→ **Given passage**
Skip to main content

Text & Data Mining: Support for your TDM

Where we can help you...

In the tabs below we offer brief overviews of the current state of play as we experience it with use of publisher resources for TDM and the ways in which we may be able to assist you.  Our knowledge is limited, but we will seek advice from colleagues in the University or with external bodies (like Jisc or the IPO) that can offer expert advice.  For information on and issues with research data management and for contacts there please visit the University's Research Data Management website.

Use of resources

UK law allows you to mine data and text, as well as other content types including sound, film/video, artistic works, tables and databases. The access you have to the content you aim to mine must be lawful. What this means is that you will have either arranged personal access or have lawful access by virtue of subscription access provided to you as a full member of the University. The resources provided by the University Library to which you have full subscription access are discoverable via iDiscover or via the eresources & ejournals website.

Publishers of content are entitled under law to "apply reasonable measures to maintain their network security or stability". When content is mined some publishers may and indeed do shut down subscription access as a result because their platforms register the TDM activity as in some way worthy of investigation. There is no obligation on the practitioner to forewarn publishers of TDM activity on their content, and the law expressly states that the technical measures "should not prevent or unreasonably restrict researcher's ability to text and data mine".

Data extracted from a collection
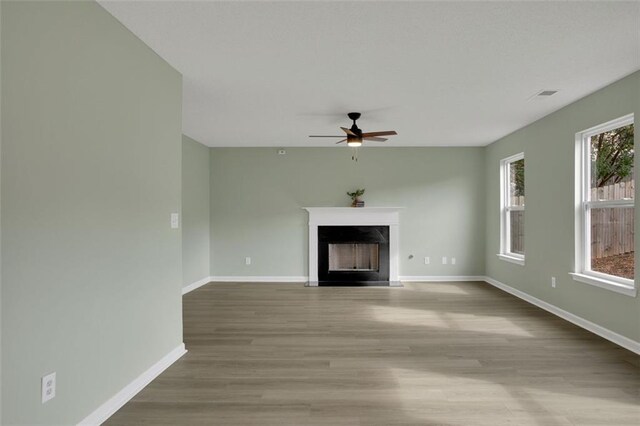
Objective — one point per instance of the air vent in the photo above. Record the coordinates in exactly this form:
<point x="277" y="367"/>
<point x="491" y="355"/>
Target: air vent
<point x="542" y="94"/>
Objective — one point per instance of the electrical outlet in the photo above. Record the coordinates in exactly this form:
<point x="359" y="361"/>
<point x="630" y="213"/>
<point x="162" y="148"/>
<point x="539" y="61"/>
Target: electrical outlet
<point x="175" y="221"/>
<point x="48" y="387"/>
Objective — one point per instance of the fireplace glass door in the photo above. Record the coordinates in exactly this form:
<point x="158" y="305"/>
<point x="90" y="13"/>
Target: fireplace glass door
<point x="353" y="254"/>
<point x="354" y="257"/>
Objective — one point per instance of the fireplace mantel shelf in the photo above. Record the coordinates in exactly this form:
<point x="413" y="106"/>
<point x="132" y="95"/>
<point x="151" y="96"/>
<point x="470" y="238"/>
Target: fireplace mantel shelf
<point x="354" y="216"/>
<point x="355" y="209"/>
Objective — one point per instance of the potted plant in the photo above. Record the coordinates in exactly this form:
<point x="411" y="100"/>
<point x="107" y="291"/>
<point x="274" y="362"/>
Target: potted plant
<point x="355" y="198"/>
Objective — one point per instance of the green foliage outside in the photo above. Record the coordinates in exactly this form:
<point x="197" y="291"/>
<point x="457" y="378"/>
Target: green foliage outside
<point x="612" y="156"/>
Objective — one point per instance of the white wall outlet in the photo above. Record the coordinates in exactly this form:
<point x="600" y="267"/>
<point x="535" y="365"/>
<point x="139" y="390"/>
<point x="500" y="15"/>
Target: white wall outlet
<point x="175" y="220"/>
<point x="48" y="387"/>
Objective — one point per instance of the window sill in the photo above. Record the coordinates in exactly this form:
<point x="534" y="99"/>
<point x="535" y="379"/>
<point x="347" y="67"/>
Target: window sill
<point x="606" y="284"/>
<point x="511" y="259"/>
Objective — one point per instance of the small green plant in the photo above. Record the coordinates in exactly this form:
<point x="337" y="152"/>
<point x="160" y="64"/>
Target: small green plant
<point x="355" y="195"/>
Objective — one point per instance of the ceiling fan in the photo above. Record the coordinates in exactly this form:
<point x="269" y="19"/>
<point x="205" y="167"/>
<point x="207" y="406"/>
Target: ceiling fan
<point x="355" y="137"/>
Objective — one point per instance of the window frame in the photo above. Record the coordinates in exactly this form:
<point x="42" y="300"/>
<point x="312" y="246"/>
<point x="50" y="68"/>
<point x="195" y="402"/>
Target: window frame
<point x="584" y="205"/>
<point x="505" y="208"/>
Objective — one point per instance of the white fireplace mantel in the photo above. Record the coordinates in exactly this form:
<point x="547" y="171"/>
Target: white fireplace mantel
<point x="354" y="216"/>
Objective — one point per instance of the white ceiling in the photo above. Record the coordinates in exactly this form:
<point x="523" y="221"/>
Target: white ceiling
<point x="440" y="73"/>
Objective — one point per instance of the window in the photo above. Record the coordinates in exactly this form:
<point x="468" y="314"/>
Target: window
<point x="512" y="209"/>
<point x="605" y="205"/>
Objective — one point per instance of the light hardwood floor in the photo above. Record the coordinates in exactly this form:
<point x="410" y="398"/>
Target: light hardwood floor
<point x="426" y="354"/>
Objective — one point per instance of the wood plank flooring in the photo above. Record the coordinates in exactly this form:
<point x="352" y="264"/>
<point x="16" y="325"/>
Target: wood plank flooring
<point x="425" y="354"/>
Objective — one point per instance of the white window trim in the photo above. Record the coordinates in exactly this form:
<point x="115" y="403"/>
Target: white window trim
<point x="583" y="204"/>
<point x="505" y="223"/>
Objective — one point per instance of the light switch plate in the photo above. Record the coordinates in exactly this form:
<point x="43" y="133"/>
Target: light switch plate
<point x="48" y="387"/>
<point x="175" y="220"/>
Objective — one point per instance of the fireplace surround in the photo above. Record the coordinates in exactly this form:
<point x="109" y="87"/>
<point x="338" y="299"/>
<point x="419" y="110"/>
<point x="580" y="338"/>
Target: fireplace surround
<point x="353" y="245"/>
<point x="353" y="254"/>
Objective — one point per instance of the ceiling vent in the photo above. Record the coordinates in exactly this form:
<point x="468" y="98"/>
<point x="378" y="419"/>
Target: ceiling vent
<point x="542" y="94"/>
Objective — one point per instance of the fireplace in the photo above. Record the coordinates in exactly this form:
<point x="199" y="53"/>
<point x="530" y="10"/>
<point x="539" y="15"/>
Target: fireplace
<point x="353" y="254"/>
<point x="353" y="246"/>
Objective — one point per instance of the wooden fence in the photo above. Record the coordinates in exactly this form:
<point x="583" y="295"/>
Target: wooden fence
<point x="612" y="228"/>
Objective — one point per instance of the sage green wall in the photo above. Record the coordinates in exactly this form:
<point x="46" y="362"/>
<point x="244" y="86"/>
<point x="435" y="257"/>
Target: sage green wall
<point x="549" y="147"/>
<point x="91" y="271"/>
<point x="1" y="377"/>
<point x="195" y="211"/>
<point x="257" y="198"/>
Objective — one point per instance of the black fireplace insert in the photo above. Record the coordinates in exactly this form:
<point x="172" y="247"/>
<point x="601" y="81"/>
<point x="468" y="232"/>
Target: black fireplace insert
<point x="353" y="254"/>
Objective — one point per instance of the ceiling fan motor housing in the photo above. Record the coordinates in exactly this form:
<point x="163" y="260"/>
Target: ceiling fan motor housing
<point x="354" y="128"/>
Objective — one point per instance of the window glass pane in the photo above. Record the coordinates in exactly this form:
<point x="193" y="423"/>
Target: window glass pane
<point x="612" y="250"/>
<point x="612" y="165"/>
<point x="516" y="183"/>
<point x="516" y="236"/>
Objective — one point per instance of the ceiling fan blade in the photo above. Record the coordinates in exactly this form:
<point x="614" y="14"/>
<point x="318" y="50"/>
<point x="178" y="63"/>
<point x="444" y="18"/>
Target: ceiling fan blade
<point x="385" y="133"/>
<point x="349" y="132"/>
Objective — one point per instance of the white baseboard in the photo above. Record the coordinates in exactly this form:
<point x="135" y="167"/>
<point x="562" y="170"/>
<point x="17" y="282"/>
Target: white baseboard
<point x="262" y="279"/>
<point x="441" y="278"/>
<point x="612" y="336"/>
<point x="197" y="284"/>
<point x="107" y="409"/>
---
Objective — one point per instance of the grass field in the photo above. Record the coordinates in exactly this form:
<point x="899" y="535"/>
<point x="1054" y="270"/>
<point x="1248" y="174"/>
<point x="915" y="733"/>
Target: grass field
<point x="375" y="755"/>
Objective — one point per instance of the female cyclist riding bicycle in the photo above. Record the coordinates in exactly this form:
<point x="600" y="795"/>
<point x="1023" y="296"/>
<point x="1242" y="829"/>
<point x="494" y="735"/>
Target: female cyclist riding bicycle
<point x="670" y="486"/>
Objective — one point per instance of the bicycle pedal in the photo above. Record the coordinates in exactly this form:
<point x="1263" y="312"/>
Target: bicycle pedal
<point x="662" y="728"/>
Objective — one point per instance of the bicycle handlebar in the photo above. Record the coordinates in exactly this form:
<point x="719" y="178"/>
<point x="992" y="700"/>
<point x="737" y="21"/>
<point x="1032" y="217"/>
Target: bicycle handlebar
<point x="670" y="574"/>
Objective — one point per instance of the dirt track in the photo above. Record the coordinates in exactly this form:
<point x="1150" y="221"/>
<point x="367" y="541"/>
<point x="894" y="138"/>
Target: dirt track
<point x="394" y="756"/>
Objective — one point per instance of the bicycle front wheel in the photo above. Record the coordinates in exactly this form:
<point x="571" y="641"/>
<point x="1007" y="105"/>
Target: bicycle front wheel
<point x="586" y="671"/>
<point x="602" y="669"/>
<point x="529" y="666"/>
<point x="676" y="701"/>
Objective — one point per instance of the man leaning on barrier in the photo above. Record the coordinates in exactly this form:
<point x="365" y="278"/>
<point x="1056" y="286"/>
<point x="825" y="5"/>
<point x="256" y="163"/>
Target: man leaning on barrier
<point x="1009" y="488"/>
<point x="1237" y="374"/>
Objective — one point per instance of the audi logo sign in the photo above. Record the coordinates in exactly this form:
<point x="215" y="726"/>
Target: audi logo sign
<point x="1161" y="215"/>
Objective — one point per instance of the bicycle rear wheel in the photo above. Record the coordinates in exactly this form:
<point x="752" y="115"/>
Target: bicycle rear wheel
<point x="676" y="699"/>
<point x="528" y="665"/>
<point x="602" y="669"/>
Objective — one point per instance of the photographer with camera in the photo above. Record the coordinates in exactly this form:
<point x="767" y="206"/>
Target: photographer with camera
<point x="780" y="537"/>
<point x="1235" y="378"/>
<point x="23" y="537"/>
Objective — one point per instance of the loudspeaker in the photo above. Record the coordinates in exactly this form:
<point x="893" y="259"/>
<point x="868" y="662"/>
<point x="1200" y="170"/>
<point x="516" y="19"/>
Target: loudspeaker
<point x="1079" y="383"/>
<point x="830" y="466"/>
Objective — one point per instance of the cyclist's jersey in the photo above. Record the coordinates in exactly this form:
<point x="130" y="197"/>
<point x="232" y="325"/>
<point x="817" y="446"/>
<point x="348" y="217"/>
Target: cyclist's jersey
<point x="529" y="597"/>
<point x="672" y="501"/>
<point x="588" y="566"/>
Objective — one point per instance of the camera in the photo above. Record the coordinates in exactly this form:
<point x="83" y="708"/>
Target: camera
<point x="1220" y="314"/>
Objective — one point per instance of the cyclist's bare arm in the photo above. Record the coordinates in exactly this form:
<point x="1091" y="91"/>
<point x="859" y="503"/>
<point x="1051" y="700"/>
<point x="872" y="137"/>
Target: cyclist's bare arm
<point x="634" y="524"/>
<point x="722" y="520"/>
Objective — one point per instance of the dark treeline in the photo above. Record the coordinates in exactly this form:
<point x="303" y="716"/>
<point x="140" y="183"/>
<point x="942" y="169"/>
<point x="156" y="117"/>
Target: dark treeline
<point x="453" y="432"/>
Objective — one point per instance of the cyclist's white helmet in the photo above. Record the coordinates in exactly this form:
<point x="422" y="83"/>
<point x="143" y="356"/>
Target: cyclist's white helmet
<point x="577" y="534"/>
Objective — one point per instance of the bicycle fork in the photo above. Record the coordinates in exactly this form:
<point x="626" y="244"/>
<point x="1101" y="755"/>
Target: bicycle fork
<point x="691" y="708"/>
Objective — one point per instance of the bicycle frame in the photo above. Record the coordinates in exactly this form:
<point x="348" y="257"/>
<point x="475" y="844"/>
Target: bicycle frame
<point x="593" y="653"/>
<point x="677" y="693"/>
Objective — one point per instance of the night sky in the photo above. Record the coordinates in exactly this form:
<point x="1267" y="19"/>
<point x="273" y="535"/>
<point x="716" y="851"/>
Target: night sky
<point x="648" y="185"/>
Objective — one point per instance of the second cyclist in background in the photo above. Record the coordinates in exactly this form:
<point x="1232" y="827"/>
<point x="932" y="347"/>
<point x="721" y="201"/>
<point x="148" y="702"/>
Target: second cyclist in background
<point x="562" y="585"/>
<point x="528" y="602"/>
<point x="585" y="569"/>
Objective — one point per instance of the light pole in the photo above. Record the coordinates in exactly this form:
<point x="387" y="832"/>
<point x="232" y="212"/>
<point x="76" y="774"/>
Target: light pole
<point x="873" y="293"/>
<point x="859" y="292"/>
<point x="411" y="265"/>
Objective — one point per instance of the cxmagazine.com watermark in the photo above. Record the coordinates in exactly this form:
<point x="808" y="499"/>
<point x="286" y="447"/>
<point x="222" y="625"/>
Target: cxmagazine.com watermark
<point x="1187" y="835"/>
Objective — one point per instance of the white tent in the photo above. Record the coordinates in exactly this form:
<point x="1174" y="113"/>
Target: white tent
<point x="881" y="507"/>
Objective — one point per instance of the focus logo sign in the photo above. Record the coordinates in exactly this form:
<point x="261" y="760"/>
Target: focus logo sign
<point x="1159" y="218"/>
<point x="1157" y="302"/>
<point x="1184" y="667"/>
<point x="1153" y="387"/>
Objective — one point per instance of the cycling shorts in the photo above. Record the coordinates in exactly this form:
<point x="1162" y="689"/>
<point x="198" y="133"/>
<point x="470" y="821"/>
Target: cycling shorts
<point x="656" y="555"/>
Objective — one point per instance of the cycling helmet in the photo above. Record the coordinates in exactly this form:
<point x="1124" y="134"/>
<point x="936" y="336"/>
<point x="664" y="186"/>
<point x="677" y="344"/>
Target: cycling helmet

→ **Requirements**
(a) List every content type that the TDM support page says UK law allows you to mine.
(b) Answer these questions using the TDM support page:
(i) Which external bodies does it name as able to offer expert advice?
(ii) Through which two routes are the University Library's subscription resources discoverable?
(iii) What is the practitioner under no obligation to do?
(c) Reproduce word for word the part of the TDM support page that opens with the words containing "Use of resources" and closes with "eresources & ejournals website.".

→ **Solutions**
(a)
- data
- text
- sound
- film/video
- artistic works
- tables
- databases

(b)
(i) Jisc and the IPO.
(ii) Through iDiscover or through the eresources & ejournals website.
(iii) Forewarn publishers of TDM activity on their content.

(c)
Use of resources

UK law allows you to mine data and text, as well as other content types including sound, film/video, artistic works, tables and databases. The access you have to the content you aim to mine must be lawful. What this means is that you will have either arranged personal access or have lawful access by virtue of subscription access provided to you as a full member of the University. The resources provided by the University Library to which you have full subscription access are discoverable via iDiscover or via the eresources & ejournals website.